REQUEST: Edit the data from the line that contains "the dark tree" down through the line that contains "[[591, 265], [233, 337]]", replacing "roof eave" with "roof edge" and leaving everything else unchanged. Return only those lines.

SOURCE MATERIAL:
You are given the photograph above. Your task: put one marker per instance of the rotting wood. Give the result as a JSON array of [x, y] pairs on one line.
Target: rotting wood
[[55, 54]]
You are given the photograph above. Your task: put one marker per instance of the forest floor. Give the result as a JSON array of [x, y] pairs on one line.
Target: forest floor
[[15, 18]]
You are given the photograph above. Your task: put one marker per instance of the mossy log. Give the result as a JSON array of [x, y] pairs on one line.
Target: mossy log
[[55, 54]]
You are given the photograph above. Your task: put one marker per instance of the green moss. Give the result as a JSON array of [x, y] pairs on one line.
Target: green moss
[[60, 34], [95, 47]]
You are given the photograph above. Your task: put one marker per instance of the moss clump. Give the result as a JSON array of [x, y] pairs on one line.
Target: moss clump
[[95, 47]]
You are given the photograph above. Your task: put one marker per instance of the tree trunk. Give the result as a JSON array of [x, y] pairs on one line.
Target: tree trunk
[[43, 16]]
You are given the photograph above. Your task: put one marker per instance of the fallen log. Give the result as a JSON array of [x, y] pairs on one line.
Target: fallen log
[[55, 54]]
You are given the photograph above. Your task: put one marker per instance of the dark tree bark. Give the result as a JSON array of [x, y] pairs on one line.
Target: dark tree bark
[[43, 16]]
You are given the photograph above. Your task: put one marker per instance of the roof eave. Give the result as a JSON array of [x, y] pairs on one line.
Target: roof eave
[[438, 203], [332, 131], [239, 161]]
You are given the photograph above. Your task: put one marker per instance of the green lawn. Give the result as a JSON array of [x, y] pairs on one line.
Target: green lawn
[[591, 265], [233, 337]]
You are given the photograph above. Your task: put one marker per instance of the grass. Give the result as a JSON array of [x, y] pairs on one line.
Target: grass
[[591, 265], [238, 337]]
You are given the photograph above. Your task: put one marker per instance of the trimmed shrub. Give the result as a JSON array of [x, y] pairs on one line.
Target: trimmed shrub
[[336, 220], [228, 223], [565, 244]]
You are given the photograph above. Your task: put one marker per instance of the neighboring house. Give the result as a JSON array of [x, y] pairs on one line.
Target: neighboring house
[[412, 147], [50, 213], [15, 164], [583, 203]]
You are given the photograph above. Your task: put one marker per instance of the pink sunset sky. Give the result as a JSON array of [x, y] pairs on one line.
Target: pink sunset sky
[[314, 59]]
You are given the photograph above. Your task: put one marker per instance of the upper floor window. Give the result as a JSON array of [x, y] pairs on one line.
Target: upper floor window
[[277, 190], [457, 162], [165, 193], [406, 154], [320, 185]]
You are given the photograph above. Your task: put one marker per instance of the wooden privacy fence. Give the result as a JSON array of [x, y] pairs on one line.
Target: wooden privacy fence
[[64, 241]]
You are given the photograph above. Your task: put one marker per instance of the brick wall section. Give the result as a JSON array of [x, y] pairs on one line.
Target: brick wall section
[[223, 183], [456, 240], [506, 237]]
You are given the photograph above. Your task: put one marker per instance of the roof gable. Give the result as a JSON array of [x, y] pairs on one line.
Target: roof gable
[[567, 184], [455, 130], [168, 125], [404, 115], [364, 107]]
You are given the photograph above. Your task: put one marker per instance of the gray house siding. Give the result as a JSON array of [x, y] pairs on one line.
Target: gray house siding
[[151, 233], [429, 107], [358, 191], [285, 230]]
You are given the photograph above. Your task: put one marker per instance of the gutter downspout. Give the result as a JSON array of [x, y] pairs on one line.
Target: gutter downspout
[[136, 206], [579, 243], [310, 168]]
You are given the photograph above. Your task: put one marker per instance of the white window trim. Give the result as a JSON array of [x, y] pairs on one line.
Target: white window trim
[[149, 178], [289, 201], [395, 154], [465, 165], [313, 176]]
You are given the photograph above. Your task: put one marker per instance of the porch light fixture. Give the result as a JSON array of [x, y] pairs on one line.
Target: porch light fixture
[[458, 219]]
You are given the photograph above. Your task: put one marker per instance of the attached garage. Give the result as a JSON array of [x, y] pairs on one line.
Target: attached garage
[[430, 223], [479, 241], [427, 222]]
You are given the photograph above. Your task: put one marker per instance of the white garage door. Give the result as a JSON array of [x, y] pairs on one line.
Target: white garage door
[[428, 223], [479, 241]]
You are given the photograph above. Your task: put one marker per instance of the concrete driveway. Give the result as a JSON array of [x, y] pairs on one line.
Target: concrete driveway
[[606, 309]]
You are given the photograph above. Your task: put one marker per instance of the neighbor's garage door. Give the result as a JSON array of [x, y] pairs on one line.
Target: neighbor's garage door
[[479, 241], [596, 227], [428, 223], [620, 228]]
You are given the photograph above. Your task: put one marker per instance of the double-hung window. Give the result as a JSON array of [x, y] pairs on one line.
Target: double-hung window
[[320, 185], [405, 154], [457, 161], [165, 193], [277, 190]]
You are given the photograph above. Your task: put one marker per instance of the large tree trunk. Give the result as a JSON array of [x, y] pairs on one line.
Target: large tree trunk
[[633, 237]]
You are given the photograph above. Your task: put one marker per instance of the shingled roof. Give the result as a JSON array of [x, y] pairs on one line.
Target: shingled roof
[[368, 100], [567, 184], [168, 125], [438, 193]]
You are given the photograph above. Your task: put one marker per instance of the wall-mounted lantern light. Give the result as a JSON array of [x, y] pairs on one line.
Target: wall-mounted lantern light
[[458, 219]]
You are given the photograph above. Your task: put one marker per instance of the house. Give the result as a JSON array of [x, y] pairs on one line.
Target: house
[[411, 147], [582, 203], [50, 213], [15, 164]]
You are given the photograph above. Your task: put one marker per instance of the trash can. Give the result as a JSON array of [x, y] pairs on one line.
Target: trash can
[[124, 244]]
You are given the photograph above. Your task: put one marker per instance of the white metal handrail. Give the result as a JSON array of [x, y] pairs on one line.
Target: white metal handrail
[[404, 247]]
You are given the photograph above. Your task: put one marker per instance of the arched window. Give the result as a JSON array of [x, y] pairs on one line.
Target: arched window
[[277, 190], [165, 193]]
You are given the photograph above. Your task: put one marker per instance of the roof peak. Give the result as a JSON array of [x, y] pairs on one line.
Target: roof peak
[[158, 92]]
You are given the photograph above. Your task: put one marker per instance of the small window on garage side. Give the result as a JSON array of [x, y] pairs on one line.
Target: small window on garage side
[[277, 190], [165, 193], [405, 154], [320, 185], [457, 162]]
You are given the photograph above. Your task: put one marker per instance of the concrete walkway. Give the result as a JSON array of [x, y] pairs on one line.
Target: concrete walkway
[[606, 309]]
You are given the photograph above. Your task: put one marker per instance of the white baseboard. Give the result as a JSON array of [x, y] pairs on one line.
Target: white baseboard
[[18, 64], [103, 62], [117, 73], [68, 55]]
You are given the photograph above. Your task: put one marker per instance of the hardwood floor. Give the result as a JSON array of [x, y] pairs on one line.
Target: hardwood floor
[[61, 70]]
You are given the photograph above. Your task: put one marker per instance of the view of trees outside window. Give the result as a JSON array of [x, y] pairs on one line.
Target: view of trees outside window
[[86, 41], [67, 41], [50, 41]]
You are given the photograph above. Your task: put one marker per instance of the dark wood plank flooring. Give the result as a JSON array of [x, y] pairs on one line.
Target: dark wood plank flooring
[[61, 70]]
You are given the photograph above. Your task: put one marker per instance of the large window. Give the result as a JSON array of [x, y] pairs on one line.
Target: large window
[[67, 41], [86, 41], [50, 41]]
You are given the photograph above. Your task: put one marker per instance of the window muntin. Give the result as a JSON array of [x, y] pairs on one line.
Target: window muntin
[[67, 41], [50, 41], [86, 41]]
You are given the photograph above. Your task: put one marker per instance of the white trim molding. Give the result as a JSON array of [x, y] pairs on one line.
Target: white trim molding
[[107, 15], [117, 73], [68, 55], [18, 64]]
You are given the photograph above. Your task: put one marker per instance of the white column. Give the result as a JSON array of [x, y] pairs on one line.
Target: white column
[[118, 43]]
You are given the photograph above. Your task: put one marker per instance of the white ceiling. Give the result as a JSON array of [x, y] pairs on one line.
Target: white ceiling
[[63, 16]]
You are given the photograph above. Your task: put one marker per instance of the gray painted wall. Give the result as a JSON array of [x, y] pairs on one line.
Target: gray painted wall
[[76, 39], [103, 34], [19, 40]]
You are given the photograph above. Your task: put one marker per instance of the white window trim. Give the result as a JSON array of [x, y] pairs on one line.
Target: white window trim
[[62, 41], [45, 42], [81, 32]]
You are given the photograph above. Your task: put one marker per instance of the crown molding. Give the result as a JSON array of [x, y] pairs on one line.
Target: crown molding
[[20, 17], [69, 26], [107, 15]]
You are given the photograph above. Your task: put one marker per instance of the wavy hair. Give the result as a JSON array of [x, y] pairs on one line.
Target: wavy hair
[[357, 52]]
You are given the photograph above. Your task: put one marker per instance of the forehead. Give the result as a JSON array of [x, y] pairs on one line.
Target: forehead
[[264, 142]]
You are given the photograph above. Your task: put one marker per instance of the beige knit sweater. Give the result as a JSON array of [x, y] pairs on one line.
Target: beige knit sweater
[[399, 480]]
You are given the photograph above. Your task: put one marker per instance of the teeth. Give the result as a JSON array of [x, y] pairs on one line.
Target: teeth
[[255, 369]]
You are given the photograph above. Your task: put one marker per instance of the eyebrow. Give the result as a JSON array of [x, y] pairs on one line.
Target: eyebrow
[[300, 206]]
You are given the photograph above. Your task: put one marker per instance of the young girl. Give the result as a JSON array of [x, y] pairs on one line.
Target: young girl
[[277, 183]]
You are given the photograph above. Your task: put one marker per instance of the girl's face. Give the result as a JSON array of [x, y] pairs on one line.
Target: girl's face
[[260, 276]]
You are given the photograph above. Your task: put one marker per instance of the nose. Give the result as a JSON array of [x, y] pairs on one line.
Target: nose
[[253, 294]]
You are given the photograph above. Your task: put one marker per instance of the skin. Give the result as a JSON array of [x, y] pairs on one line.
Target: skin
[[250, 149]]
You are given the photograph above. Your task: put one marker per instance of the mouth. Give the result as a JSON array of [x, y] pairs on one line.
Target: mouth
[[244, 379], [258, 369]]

TASK ANSWER:
You are given the photograph above. Your task: put one marker per instance of the dark tree bark. Give the result as a JSON array of [x, y] pairs on one line.
Target: dark tree bark
[[43, 16]]
You are given the photograph above. Your task: put one marker per instance of the roof edge. Give the result as a JSON array of [x, y] pairs on one line.
Target: roof edge
[[438, 203], [332, 131], [239, 161]]
You are given the photograph above. Your task: put one marker per instance of the green lawn. Give the result as a JSON array of [x, y] pairs on one line.
Target: green lawn
[[591, 265], [233, 337]]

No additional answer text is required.